Required action =>
Down to the last character, repeat the entries beneath this task.

*** Opening of Dataset excerpts ***

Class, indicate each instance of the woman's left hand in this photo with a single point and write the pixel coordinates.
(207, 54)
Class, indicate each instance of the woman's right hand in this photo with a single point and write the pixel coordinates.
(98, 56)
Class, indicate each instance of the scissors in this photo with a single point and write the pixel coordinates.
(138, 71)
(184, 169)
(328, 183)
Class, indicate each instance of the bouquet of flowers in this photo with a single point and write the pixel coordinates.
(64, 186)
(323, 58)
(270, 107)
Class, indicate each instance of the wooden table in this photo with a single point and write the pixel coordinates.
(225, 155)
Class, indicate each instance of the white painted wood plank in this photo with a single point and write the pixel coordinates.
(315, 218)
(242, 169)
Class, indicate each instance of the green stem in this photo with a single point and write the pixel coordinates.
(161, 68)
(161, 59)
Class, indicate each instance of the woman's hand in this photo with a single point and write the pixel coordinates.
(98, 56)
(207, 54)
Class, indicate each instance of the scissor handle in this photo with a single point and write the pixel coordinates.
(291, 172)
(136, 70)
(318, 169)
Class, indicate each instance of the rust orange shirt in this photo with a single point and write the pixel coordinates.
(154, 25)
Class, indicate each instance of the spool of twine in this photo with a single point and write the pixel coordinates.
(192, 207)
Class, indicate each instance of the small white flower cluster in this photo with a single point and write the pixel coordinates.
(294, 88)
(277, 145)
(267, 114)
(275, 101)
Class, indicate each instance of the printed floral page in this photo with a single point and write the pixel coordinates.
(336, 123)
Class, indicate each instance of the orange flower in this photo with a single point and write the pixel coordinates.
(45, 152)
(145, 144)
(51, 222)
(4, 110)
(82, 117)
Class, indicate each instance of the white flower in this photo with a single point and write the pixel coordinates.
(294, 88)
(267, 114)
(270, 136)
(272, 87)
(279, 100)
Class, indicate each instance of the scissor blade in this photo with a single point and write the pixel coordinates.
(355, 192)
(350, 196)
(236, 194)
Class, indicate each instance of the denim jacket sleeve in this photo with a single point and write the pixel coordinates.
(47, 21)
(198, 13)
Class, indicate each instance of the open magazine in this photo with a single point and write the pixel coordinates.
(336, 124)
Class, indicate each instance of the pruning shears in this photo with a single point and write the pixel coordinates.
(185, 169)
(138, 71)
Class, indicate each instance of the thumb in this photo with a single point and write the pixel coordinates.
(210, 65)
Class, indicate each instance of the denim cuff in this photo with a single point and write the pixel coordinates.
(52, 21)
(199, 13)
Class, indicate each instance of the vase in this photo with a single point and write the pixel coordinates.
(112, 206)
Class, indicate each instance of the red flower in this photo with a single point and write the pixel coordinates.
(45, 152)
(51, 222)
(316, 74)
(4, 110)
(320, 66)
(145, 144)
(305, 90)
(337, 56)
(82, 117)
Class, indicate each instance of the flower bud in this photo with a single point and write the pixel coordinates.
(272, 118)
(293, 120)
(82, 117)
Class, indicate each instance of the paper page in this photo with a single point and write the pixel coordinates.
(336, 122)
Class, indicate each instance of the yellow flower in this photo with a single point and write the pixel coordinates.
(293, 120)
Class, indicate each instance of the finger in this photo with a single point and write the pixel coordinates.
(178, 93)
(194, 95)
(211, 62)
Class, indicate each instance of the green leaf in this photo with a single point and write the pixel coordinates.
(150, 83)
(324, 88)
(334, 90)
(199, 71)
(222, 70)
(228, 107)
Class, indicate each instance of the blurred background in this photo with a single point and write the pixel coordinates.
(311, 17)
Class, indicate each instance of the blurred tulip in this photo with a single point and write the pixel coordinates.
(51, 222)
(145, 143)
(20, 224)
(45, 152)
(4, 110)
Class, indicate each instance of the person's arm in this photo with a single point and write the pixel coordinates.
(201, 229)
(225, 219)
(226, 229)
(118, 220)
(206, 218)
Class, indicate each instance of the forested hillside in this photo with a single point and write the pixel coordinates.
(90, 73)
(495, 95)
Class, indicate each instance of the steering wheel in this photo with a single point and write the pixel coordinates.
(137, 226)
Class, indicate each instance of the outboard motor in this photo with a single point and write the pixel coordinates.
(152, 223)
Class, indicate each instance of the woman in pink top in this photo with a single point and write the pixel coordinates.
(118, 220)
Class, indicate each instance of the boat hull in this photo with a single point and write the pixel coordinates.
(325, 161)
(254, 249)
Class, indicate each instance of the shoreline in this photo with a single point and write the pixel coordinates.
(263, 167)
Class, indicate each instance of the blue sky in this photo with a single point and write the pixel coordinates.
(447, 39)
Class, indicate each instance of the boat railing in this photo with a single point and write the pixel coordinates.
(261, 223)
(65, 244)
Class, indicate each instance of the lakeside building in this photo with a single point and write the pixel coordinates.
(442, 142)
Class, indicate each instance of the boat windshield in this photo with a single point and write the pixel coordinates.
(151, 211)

*** Close of Dataset excerpts ***

Answer space =>
Class, indicate each instance of the woman's left hand in this photo with a single point and write the pixel coordinates.
(207, 54)
Class, indicate each instance of the woman's right hand in this photo with a single point and write the pixel coordinates.
(98, 56)
Class, indicate each instance of the scissors in this photo with a single point and write the pixel coordinates.
(138, 71)
(184, 169)
(328, 183)
Class, indicate each instance of the bouquet of flowers in this photo with a single point and write the pixel coordinates.
(64, 186)
(323, 58)
(270, 107)
Class, indicate each instance of the wooden table in this photo with a single point and write the pixel coordinates.
(225, 155)
Class, indicate each instance of the white painted wood plank in this photo with a single point and write the pixel coordinates.
(315, 218)
(242, 169)
Class, indicate each instance of the green stem in this photo with a single point and write the pixel coordinates.
(161, 68)
(161, 59)
Class, indicate each instance of the woman's hand in this photo with a single point and write the pixel coordinates.
(98, 56)
(207, 54)
Class, indicate each instance of the scissor handle in this photo with a single point and write the pixel coordinates.
(291, 172)
(136, 70)
(318, 169)
Class, indicate each instance of the rust orange shirt in this photo with a single point and write the pixel coordinates.
(154, 25)
Class, indicate each instance of the spool of twine in this photo with a single point and write the pixel coordinates.
(192, 207)
Class, indicate each instance of the small white flower cluster in this photo with a single point and write the pixel coordinates.
(294, 88)
(277, 145)
(267, 114)
(275, 101)
Class, indicate each instance of the printed floral page in this photo with a single point and write the pixel coordinates.
(336, 123)
Class, indicate each instance of the orange flower in this photo with a single point and write the pixel coordinates.
(45, 152)
(145, 144)
(51, 222)
(4, 110)
(82, 117)
Class, indicate each instance of the white flower in this photo with a single point and write the pixel coordinates.
(294, 88)
(267, 114)
(270, 136)
(272, 87)
(279, 100)
Class, indicate each instance of the scissor blade in this photo with a single point and write the pixel coordinates.
(355, 192)
(350, 196)
(236, 194)
Class, indicate each instance of the denim jacket sleeve in this photo with a single point and write the pixel coordinates.
(47, 21)
(198, 13)
Class, indicate each instance of the open magazine in this photo with a single point and write the pixel coordinates.
(336, 124)
Class, indicate each instance of the pruning shears in this photo with a single point and write the pixel coordinates.
(185, 169)
(138, 71)
Class, indicate each instance of the thumb in this photo with a single point and write the pixel coordinates.
(210, 65)
Class, indicate each instance of the denim cuff in this photo with a single point and write the pixel coordinates.
(52, 21)
(199, 13)
Class, indicate each instance of the vase in this photo with a single point and write the pixel coordinates.
(112, 206)
Class, indicate each instance of the red flower in this photo with a single point and write the pixel coordinates.
(45, 152)
(51, 222)
(316, 74)
(4, 110)
(320, 66)
(145, 144)
(305, 90)
(337, 56)
(82, 117)
Class, indicate each instance of the flower bud in this photo with a single point and write the pixel coordinates.
(272, 118)
(293, 120)
(82, 117)
Class, indicate each instance of the paper page in this photo with a single point and write the pixel coordinates.
(336, 122)
Class, indicate each instance of the yellow flower in this photo with a single point and write the pixel coordinates.
(293, 120)
Class, indicate each instance of the finger in this photo with a single point and write the pixel coordinates.
(178, 93)
(194, 95)
(211, 62)
Class, indicate each instance of the green leaf in this photo with a single point and write the pixel coordinates.
(150, 83)
(324, 88)
(334, 90)
(199, 71)
(222, 70)
(228, 107)
Class, indicate each instance of the blurred background in this photo with a single point and write the pixel coordinates.
(311, 17)
Class, indicate each instance of the blurred tulip in this photo with a single point and write the pixel coordinates.
(51, 222)
(145, 143)
(20, 224)
(45, 152)
(4, 110)
Class, indicate each instance of the person's arm in this photo with a single point and write the pixel coordinates.
(201, 229)
(225, 219)
(226, 229)
(118, 220)
(206, 218)
Class, indicate each instance of the forested hillside in this photo with a single point and write the pixel coordinates.
(90, 73)
(495, 95)
Class, indicate each instance of the steering wheel in this photo with a single point and write the pixel coordinates.
(137, 226)
Class, indicate each instance of the outboard motor in this photo with a single point and write the pixel coordinates.
(152, 223)
Class, indicate each instance of the woman in pink top in this photo with a single point and write the pixel coordinates.
(118, 220)
Class, indicate each instance of the boat hull in this photo with a single point and write the pixel coordinates.
(325, 161)
(254, 249)
Class, indicate each instance of the shoreline in this photo with a single point and write the pixel coordinates.
(263, 167)
Class, indicate each instance of the blue sky in this photo with a single point and write the pixel coordinates.
(447, 39)
Class, indicate each instance of the boat railing in this photo with a single point and write the pixel coordinates.
(261, 223)
(65, 244)
Class, indicate each instance of the lakeside building in this photo with a single point and write the pixel coordinates.
(442, 142)
Class, indicate each instance of the boat windshield in this photo with a single point and write the pixel coordinates.
(151, 211)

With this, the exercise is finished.